— What is being asked —
The records below must be retyped exactly.

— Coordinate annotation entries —
+++

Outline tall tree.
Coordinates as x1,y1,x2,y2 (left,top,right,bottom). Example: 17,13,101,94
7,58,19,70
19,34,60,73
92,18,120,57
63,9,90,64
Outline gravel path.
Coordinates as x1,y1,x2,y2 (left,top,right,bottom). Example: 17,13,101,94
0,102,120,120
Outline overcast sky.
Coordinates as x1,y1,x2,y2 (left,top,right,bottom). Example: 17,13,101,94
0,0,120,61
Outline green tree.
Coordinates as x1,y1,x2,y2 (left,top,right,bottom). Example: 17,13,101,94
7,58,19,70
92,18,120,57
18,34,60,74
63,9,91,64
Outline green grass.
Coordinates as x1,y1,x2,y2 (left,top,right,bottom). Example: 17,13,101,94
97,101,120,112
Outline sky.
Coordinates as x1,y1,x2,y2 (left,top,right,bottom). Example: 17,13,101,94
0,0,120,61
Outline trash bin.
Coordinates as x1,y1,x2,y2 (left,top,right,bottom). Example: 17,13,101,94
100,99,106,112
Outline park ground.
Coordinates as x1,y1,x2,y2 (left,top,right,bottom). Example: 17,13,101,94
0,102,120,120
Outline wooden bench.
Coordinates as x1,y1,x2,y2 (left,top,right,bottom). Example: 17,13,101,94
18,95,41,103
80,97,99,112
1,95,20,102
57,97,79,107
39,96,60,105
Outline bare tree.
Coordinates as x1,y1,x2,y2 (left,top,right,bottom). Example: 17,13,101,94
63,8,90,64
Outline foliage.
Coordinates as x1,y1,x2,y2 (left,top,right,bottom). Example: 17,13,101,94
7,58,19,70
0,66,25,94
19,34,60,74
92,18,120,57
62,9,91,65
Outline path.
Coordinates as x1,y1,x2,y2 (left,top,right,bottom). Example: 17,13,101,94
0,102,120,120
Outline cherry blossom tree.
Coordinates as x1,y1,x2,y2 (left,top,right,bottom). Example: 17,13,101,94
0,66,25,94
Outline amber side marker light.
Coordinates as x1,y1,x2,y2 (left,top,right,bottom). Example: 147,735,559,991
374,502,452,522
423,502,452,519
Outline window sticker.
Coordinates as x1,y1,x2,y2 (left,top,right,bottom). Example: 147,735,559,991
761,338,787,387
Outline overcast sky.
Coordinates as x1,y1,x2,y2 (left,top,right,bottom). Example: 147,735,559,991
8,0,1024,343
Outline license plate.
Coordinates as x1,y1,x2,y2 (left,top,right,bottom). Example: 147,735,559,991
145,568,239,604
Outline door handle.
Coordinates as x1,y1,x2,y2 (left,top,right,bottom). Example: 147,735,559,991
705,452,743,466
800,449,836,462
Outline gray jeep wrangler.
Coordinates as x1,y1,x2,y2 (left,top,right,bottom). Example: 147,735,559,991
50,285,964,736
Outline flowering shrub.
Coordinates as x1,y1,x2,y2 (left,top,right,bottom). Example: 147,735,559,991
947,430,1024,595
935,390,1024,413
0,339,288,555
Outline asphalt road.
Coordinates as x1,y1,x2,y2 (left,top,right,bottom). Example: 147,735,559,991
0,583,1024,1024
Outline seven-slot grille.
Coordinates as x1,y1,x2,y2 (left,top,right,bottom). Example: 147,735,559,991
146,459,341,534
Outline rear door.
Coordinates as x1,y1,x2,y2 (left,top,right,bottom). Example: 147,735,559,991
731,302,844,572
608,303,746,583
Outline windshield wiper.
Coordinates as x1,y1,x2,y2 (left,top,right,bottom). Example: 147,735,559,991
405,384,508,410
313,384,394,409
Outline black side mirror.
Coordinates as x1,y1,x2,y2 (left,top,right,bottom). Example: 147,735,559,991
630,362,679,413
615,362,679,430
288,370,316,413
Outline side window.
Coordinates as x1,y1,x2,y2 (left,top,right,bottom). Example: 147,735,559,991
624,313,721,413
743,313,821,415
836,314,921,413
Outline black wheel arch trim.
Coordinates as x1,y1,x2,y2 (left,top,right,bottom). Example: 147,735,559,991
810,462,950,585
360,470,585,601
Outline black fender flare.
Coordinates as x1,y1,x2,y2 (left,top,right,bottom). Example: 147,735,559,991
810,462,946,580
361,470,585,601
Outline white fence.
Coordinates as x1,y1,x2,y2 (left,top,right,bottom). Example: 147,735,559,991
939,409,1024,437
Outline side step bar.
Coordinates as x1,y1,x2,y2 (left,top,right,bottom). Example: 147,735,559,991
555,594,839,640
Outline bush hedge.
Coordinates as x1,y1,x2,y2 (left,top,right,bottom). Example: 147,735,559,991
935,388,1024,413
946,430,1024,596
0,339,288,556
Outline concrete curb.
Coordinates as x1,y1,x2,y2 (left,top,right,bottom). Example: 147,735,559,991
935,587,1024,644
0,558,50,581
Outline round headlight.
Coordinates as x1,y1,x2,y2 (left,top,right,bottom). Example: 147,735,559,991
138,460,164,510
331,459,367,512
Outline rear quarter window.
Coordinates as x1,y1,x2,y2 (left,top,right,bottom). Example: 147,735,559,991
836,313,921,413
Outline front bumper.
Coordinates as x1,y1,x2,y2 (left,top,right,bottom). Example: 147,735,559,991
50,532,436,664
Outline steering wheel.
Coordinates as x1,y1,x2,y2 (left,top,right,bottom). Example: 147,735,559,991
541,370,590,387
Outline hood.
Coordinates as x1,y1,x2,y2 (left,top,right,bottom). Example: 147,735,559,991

+++

— Exercise response —
Outline tall tree.
Coordinates as x1,y1,x2,y2 (left,top,right,bottom). Example: 17,13,101,94
7,58,19,70
19,34,60,73
92,18,120,57
63,9,90,64
Outline gravel path.
Coordinates as x1,y1,x2,y2 (left,top,right,bottom). Example: 17,13,101,94
0,102,120,120
Outline overcast sky.
Coordinates as x1,y1,x2,y2 (left,top,right,bottom). Example: 17,13,101,94
0,0,120,61
Outline green tree.
Coordinates as x1,y1,x2,y2 (left,top,right,bottom). Example: 17,13,101,94
7,58,19,70
92,18,120,57
18,34,60,74
63,9,91,64
Outline green grass.
Coordinates as x1,y1,x2,y2 (left,top,right,bottom). Example: 17,13,101,94
97,101,120,112
Outline sky.
Coordinates as x1,y1,x2,y2 (left,top,right,bottom). Example: 17,13,101,94
0,0,120,61
Outline trash bin.
Coordinates as x1,y1,x2,y2 (left,top,right,bottom). Example: 17,13,101,94
100,99,106,112
Outline park ground.
Coordinates as x1,y1,x2,y2 (left,top,right,bottom). Example: 17,13,101,94
0,102,120,120
Outline wooden bench.
Coordinates as x1,y1,x2,y2 (left,top,right,bottom). Example: 17,13,101,94
18,95,41,103
80,97,99,112
1,95,20,102
57,97,79,107
39,96,60,105
Outline bare tree.
Coordinates as x1,y1,x2,y2 (left,top,right,bottom). Example: 17,13,101,94
63,8,90,64
Outline foliage.
Coordinates as x1,y1,x2,y2 (left,top,right,bottom). Example: 17,13,101,94
7,58,19,70
0,66,25,94
19,34,60,74
92,18,120,57
62,9,91,65
Outline path.
Coordinates as x1,y1,x2,y2 (left,top,right,bottom). Example: 17,13,101,94
0,102,120,120
Outline cherry blossom tree.
Coordinates as x1,y1,x2,y2 (left,top,right,bottom). Example: 17,13,101,94
0,66,25,94
Outline amber side marker light.
Coordinates as x1,y1,x2,y2 (left,top,right,bottom). Example: 147,735,559,991
374,502,452,522
423,502,452,519
Outline window sticker.
Coordinates as x1,y1,x2,y2 (left,top,right,bottom). Example: 147,735,559,991
761,338,787,387
Outline overcast sky.
Coordinates as x1,y1,x2,y2 (left,top,right,bottom). Example: 147,735,559,991
8,0,1024,343
Outline license plate.
Coordinates as x1,y1,x2,y2 (left,top,right,bottom). Example: 147,735,559,991
145,568,239,604
Outline door handle.
Coordinates as x1,y1,x2,y2 (left,top,right,bottom). Example: 147,735,559,991
705,452,743,466
800,449,836,462
Outline gray jeep wrangler.
Coordinates as x1,y1,x2,y2 (left,top,right,bottom). Example: 147,735,559,991
50,285,964,736
Outline flowering shrub.
Coordinates as x1,y1,x2,y2 (left,top,right,bottom). Example: 147,735,559,991
947,430,1024,595
935,390,1024,413
0,339,288,555
Outline asphalt road.
Coordinates as x1,y1,x2,y2 (left,top,right,bottom). Example: 147,735,559,991
0,583,1024,1024
Outline seven-slot grille.
Coordinates as x1,y1,x2,y2 (left,top,right,bottom). Example: 147,735,559,991
146,459,341,534
Outline rear door.
Coordinates as x1,y1,x2,y2 (left,top,right,bottom). Example: 147,735,559,991
731,302,844,572
608,303,746,583
Outline windshield wiper.
Coordinates as x1,y1,x2,y2 (left,top,right,bottom). Example: 147,735,559,991
405,384,508,410
313,384,394,409
Outline black side mirror.
Coordinates as x1,y1,x2,y2 (left,top,right,bottom). Example: 147,735,559,991
630,362,679,413
615,362,679,430
288,370,316,413
Outline side window.
Coordinates as x1,y1,x2,y2 (left,top,right,bottom). Example: 147,735,559,991
624,313,721,413
743,313,821,415
836,314,921,413
Outline black wheel arch trim.
Coordinates as x1,y1,x2,y2 (left,top,right,bottom). Example: 147,735,559,991
810,462,950,585
360,470,585,601
Outline black fender flare.
Coordinates as x1,y1,x2,y2 (left,top,right,bottom). Example: 147,735,559,991
810,462,946,580
361,470,585,601
Outline white fence.
Coordinates as x1,y1,x2,y2 (left,top,right,bottom). Example: 147,735,559,991
939,409,1024,437
Outline side step bar.
Coordinates as x1,y1,x2,y2 (left,top,right,bottom). Example: 147,735,559,991
555,594,839,640
Outline bush hedge.
Coordinates as x1,y1,x2,y2 (left,top,right,bottom). Example: 147,735,559,991
935,388,1024,413
946,430,1024,596
0,339,288,556
Outline concrete curb.
Coordinates as x1,y1,x2,y2 (left,top,right,bottom). Example: 147,735,559,991
935,587,1024,644
0,558,50,581
Outline round headlight.
Coordinates as x1,y1,x2,y2 (left,top,right,bottom). Example: 147,735,559,991
138,460,164,510
331,459,367,512
Outline rear quarter window.
Coordinates as x1,y1,x2,y2 (left,top,right,bottom). Example: 147,735,559,991
836,313,921,413
Outline front bumper.
Coordinates as x1,y1,x2,y2 (left,top,right,bottom). Example: 147,735,559,991
50,532,436,664
Outline steering wheel.
Coordinates as x1,y1,x2,y2 (left,top,right,bottom). Example: 147,735,559,991
541,370,590,387
Outline hood.
Coordinates as x1,y1,x2,y2 (left,top,right,bottom). Example: 147,735,559,991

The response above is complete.